[Task prompt]: Continue the Everglades paddling account below, starting right after its last sentence.

[Excerpt to read]:
— start —
It was then that looked over to notice that all the girls had their hair up to dry. Apparently I had, in fact, missed out. But it was something I didn’t care too much about. I live right next to The University of Florida which is might as well be “Hot College Girl Capital of the World”. So missing out on swimming with a few attractive girls in the Everglades wasn’t –that big of a deal. 
But still…
I cooked myself dinner and chatted with everyone at the camp. I learned that the man smoking the cigar was named Johnny Molloy, author of A Paddler’s Guide to Everglades National Park. He was apparently there working on his third installment. I, admittedly, have not read any of his books, but he was still fun to talk to and I wish I’d had more time after dinner to pick his brain. While talking with one of the girls and telling her about paddling this trip alone, she asked me “Isn’t it terrifying?”
Until that moment I hadn’t really thought about paddling solo as being frightening. Worrisome for my friends and family, maybe. But there was nothing at the time I could think of that was scary about the trip. I was confident in my paddling and navigational abilities, and I had the right gear should an emergency arise. So I answered honestly. 
“No, not really. As long as you’re careful, there’s nothing to really worry about while paddling alone”. 
I didn’t know it at the time, but had she asked me that question after the trip, my answer would have been slightly different. 
We all watched the sun set, had a group photo (somewhere is cyberspace is a picture of me with 8 strangers at the end of a dock in the middle of nowhere), and talked amongst ourselves before being chased into the tents by the swarming flocks of mosquitoes. 
Just before bed, Johnny turned on his weather radio and let us listen to the forecast for the next couple of days. 
“Winds 17-20 knots. Offshore seas 12-14 feet”. Those were really the only things that stuck with me from that little computerized voice on the weather radio. I knew the weather was going to suck. But winds that strong could put a serious damper on my plans. As I laid down to go to sleep, I couldn’t really help but fret about the coming days. Was I going to make it to my next stop, Rodger’s River? Or what about the day after at Highland Beach, when the weather was REALLY supposed to get bad? I tried not to think too much about it as I stared at the ceiling of my tent. The full moon above was casting shadows of the mangroves down on my tent, and the constant buzz of the mosquito horde outside forced me to check the inside of the tent several times. 
When I finally closed my eyes, I did at least notice one bit of good fortune: I was done being sore. Maybe with any luck, the 13 mile paddle to Rodger’s River wouldn’t be too bad.  

Everglades Wilderness Waterway: The Lord Giveth

Day Two:

I was paddling as hard as possible. And yet the distant dark green, mangrove riddled horizon failed to get closer. It seemed like I’d been paddling for hours and my body was damp with a mixture of sweat and sea water. Suddenly, the distant sound of a motor could be heard. Faint at first, then louder. A boat…It must be a boat. But a quick glance around revealed no power boat. Only open water, and that distant shore that remained fixed on the horizon. The sound of the motor grew louder. The boat must be close. But where? Does it see me? I’m stuck in this kayak after all. What if it hit me? Still the sound grew. It was almost on top of me now. It was close…
I jerked awake and nearly shot out of my sleeping bag as a power boat flew right past my camp on Lopez River. It took me a moment to realize where I was as I stared at the ceiling of my tent. The sound of the boat motor grew distant and the rhythmic sound of its wake slapping the shore next to my tent took over. It was then that I noticed I was wet. Drenched, actually. A cold sweat from that dream perhaps? But upon sitting up, I noticed that EVERYTHING was wet. The outside of my sleeping bag, my clothes I’d worn the day before, and even the floor of the tent was damp with water.
— end —
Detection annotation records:
— start —
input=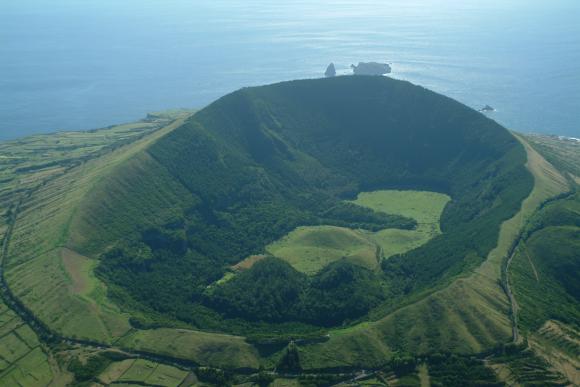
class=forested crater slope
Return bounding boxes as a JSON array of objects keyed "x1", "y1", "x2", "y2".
[{"x1": 67, "y1": 76, "x2": 533, "y2": 334}]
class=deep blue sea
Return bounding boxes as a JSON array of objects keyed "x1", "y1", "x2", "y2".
[{"x1": 0, "y1": 0, "x2": 580, "y2": 139}]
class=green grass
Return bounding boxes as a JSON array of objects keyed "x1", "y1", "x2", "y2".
[
  {"x1": 5, "y1": 111, "x2": 193, "y2": 342},
  {"x1": 294, "y1": 136, "x2": 568, "y2": 368},
  {"x1": 118, "y1": 328, "x2": 260, "y2": 368},
  {"x1": 266, "y1": 226, "x2": 378, "y2": 275},
  {"x1": 354, "y1": 190, "x2": 451, "y2": 258},
  {"x1": 266, "y1": 190, "x2": 451, "y2": 275}
]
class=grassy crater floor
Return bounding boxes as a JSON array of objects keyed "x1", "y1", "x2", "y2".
[{"x1": 266, "y1": 190, "x2": 451, "y2": 275}]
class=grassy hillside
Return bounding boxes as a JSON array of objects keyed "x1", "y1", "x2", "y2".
[
  {"x1": 82, "y1": 77, "x2": 531, "y2": 332},
  {"x1": 6, "y1": 77, "x2": 561, "y2": 376}
]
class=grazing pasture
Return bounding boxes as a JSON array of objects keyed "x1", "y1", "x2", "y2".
[{"x1": 266, "y1": 190, "x2": 451, "y2": 275}]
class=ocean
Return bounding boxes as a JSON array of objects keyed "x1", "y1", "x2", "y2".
[{"x1": 0, "y1": 0, "x2": 580, "y2": 139}]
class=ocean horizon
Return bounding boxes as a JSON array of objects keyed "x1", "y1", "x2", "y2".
[{"x1": 0, "y1": 0, "x2": 580, "y2": 140}]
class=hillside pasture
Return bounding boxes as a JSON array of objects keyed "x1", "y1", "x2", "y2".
[
  {"x1": 353, "y1": 190, "x2": 451, "y2": 258},
  {"x1": 266, "y1": 226, "x2": 378, "y2": 275},
  {"x1": 266, "y1": 190, "x2": 451, "y2": 275},
  {"x1": 0, "y1": 300, "x2": 54, "y2": 386}
]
— end —
[Exercise response]:
It’d been years since I’d camped, and I forgot one important detail of setting up your tent: The rain fly. No, it hadn’t rained that night, but enough dew fell that it went right through the tent, and soaked everything within. It was a mistake that I’d be sure to never repeat. The rain fly was to go on the tent. Every time. Regardless of how nice a day it was. 
A glance out of the tent revealed that I’d overslept. The sun was already beginning to peek itself over the horizon and several of the mangroves’ upper branches across the river were lit up in its orange rays. 
I need to get going, I thought to myself as I went to unzip the sleeping bag. But it was then that I noticed something; I’d never been this sore in my life. It felt like my shoulders, back, and arms had all been run over by a truck. I quickly became aware of exactly how physically unprepared I was for the trip that lay ahead of me. Apparently, my strict regimen of 12 ounce beer curls several nights a week wasn’t the best training exercise for a paddle through the Everglades. So with a groan, I dug through my toiletry bag and took a bunch of ibuprofen. 
Considering how sore I was, camp was broken down remarkably quick. I slid the kayak into Lopez River at 7:40 and began my paddle. It took maybe three and a half seconds of paddling to realize it was going to be a VERY long day. I had approximately 12 miles to paddle to Darwin’s Place, and if the wind was anything like the day before, it was going to be a nightmare.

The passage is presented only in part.